"Don't ever go with the flow, be the flow..." -- Jay Z, https://youtu.be/LceBAK8wyoc

This project contains pipelines and code for building Google Dataflow Flex Templates that load data into Neo4j's in-memory Graph from:

• Apache Parquet files in Google Cloud Storage
• BigQuery tables

Goal: provide a no-code, cloud-native integration solution for data scientists and data engineers to bootstrap Neo4j Graph projections at scale.

Depending on if you're just consuming the template or looking to hack on it, you'll need some or all of the following.

You'll need an environment with the following Neo4j products:

• Neo4j v4.4.x Enterprise Edition
• Neo4j GDS v2.1 + Enterprise License

To build and deploy, you'll need the following tooling:

• gcloud (authenticated Google Cloud SDK tooling)
• make (tested with GNU Make)
• python3
• pip
• mypy (optional)

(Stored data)
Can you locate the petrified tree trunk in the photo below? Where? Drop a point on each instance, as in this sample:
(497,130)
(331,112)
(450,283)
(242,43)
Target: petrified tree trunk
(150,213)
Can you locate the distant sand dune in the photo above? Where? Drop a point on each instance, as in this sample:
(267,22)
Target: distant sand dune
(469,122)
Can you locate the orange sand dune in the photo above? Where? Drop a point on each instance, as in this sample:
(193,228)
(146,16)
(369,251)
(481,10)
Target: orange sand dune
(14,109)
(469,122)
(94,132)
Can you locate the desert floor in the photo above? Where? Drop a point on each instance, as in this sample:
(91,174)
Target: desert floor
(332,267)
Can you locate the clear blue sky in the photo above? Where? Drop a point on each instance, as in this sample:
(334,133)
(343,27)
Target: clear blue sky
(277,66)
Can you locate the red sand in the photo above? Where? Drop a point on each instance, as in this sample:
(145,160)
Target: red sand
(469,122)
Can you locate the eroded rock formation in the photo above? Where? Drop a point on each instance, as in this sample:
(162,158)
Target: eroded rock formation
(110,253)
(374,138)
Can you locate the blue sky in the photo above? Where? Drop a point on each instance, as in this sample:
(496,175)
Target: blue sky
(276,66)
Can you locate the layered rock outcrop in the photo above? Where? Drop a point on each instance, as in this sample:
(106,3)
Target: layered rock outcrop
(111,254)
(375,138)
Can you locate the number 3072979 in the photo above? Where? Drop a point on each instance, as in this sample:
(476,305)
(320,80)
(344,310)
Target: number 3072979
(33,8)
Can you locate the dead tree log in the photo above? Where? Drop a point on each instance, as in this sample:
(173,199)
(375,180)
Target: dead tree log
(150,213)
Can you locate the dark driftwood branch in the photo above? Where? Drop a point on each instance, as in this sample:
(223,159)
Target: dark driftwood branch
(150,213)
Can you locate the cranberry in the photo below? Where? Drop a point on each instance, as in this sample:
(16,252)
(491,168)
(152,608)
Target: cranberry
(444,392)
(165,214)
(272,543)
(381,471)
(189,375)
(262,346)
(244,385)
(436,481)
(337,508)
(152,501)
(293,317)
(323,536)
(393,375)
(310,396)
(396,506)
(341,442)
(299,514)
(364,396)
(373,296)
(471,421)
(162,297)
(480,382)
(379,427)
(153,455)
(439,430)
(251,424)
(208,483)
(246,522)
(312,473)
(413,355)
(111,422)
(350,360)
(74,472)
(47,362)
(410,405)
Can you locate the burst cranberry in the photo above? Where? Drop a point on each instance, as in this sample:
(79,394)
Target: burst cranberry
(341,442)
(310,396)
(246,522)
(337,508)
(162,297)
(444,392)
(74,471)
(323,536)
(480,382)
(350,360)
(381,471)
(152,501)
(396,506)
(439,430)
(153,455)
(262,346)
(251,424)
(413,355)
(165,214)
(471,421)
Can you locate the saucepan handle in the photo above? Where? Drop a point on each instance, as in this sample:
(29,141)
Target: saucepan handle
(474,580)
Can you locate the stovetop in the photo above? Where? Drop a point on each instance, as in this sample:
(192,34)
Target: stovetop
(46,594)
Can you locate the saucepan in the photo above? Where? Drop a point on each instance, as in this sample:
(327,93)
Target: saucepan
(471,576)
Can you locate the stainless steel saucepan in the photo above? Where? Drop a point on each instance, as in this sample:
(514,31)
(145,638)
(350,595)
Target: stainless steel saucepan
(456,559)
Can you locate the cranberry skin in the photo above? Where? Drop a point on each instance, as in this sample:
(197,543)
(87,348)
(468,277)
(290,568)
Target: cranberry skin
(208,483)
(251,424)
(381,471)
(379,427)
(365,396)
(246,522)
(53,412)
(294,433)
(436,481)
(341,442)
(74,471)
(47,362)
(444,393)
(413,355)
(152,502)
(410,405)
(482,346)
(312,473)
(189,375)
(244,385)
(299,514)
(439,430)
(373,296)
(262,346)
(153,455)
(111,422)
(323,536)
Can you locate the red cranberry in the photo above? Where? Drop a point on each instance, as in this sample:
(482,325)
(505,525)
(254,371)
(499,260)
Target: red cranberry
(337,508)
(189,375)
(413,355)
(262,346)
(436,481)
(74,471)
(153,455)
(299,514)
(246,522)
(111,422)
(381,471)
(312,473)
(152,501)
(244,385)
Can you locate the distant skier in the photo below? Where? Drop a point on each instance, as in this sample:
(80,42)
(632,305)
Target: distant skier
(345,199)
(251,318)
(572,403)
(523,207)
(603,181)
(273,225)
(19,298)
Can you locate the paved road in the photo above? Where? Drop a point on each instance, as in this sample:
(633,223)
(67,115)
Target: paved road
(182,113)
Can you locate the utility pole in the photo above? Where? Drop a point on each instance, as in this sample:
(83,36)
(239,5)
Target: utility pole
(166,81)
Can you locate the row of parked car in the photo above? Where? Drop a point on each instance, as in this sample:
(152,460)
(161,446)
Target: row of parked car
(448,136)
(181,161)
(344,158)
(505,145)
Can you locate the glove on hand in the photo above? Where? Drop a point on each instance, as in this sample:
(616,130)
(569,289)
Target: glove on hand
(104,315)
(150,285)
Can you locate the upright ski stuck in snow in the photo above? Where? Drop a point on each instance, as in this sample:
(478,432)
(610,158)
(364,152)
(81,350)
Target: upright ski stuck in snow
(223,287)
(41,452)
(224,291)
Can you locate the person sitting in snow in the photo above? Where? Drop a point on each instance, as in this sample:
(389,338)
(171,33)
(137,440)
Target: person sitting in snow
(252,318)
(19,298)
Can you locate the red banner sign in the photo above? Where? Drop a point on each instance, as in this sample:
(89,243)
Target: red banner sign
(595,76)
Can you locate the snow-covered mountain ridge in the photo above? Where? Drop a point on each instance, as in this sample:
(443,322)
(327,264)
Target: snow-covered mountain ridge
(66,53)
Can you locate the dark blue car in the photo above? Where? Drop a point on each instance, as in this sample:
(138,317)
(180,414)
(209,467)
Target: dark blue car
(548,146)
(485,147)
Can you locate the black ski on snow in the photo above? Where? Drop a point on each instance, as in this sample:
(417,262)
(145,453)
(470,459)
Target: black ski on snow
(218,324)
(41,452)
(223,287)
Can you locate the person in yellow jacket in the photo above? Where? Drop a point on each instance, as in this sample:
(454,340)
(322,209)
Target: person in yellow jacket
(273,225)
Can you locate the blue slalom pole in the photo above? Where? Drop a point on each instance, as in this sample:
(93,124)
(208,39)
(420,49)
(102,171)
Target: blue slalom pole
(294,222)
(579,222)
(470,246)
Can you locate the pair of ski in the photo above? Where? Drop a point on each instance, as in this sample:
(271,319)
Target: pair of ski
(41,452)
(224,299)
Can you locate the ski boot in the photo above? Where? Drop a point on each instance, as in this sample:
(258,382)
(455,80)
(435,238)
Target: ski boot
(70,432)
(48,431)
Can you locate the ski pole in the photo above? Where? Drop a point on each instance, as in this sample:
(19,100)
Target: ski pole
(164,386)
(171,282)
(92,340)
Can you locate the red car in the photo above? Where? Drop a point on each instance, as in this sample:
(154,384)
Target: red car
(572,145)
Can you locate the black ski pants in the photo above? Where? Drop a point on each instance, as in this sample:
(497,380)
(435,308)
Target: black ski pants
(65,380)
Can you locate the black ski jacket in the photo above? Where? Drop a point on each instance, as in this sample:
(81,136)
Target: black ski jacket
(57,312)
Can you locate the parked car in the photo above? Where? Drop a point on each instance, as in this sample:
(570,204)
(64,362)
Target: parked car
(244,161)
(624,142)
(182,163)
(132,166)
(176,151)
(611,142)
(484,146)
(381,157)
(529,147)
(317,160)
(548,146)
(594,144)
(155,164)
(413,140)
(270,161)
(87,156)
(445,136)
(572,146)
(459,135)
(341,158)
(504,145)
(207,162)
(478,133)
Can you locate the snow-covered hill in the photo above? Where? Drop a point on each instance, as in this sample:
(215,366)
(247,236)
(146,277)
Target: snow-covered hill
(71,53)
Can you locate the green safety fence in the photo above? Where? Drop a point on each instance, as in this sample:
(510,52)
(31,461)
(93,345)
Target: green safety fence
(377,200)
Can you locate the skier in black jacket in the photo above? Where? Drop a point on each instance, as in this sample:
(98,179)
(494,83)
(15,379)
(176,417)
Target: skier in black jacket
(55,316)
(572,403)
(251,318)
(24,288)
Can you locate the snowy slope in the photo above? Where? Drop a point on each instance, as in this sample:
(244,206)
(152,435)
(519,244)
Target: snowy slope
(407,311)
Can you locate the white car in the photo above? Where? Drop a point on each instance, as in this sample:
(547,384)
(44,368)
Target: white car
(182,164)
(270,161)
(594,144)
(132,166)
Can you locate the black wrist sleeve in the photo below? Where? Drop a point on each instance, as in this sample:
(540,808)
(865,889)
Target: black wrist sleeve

SHORT TASK A:
According to the project description, which version and edition of Neo4j does the environment need?
SHORT TASK B:
Reproduce the project description from "This project contains" to "projections at scale.".
The rows have no connection to the project description.

OUTPUT A:
Neo4j v4.4.x Enterprise Edition

OUTPUT B:
This project contains pipelines and code for building Google Dataflow Flex Templates that load data into Neo4j's in-memory Graph from:

• Apache Parquet files in Google Cloud Storage
• BigQuery tables

Goal: provide a no-code, cloud-native integration solution for data scientists and data engineers to bootstrap Neo4j Graph projections at scale.